____ Extracted information
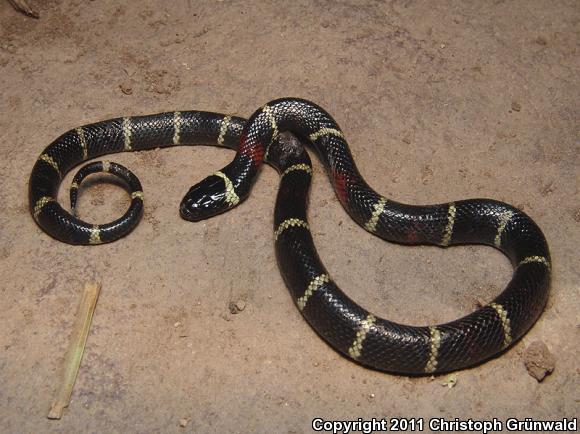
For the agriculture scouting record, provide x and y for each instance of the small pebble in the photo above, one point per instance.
(538, 360)
(450, 381)
(126, 89)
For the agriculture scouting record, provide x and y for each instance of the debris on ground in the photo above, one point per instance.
(450, 381)
(539, 361)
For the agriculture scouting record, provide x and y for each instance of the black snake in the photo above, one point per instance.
(347, 327)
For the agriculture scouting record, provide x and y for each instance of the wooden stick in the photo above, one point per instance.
(25, 8)
(76, 349)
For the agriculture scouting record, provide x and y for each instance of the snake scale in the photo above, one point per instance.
(350, 329)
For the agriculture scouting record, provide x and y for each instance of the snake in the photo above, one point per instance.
(276, 134)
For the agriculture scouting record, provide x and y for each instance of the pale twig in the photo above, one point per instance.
(25, 8)
(76, 348)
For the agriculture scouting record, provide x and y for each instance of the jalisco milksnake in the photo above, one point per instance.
(347, 327)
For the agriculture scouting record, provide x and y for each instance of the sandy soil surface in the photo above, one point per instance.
(439, 100)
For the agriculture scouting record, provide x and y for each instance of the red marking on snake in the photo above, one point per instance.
(340, 181)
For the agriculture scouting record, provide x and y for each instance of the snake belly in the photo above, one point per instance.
(349, 328)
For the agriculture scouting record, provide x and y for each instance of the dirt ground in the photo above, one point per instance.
(439, 100)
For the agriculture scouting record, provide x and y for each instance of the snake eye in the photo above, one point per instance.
(205, 199)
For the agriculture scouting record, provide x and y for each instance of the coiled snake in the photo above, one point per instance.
(347, 327)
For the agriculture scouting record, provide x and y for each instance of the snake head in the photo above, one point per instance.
(205, 199)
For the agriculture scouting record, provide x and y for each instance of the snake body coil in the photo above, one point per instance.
(347, 327)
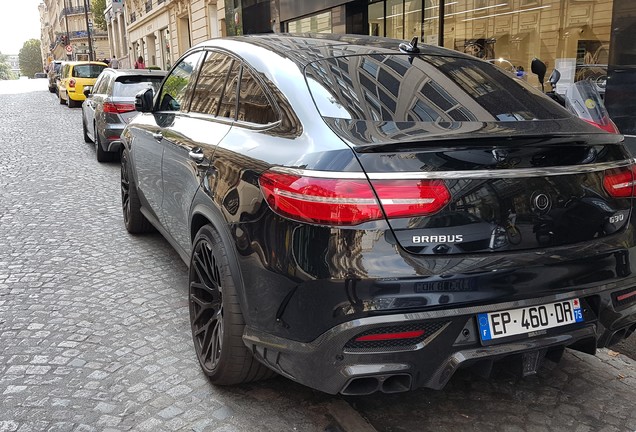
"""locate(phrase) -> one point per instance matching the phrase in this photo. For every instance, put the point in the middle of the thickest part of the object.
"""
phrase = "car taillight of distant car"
________
Problem to work on => Using the material above, retype each entry exactly and omit the pictures.

Response to the exercise =>
For the agriculture scouting record, provide x and y for each instance of the small pebble in the photo above, one point per instance.
(538, 360)
(450, 381)
(126, 89)
For the agriculture scouting record, provide x and y for each instance of the debris on ground in the photo above, one point per instance.
(450, 381)
(539, 361)
For the agriculture scouting record, provide x and y for each instance of the black snake in the photo above, one point per instance.
(347, 327)
For the agriculture scouting record, provide x and y for each instance of the wooden stick in the photo above, one point per instance.
(25, 8)
(76, 349)
For the agriculture scouting record, provide x and y for each instance of the snake scale in the photo above, one point per instance.
(350, 329)
For the agriculture scouting record, provide x and y for each instance of the snake in the photo above, one point per instance.
(276, 134)
For the agriculture scouting record, provide x and y for each instance of the pale twig in the photo above, one point per instance.
(25, 8)
(76, 348)
For the agriculture scouting record, provide x and y for each instance of the jalisco milksnake in the photo above, one point per instance.
(347, 327)
For the agriculture scouting record, provide x and y for each instance of the sandy soil surface in the photo above, one point per instance.
(439, 100)
For the agriculture scouting record, provide x and y for each instance of the red marking on snake in the photo above, one point per instance.
(340, 181)
For the agriculture scouting record, provide x and y for each instance of the snake belly in the photo above, one point per instance.
(349, 328)
For the agriculture scouting record, provide x and y for each instance of the dirt ground in the photo above, one point per instance.
(439, 100)
For the agriculture scouting record, provide x and y for each instance of the snake eye in the photo above, one point per instance.
(205, 199)
For the agriculture scouting record, provide x and y for each instance of the coiled snake in the photo above, one point per instance.
(347, 327)
For the agriculture scouting record, provide x and y for each instance of the snake head in the photo above, one point per instance.
(205, 199)
For the agriculture scouting record, provide x and y for each instance of the snake body coil in the photo above, one point per instance.
(347, 327)
"""locate(phrase) -> one point per instance matching the phrase in this photo. For every instance, put the point in the middle of the thickest part of the object.
"""
phrase = "car taillight of distant car"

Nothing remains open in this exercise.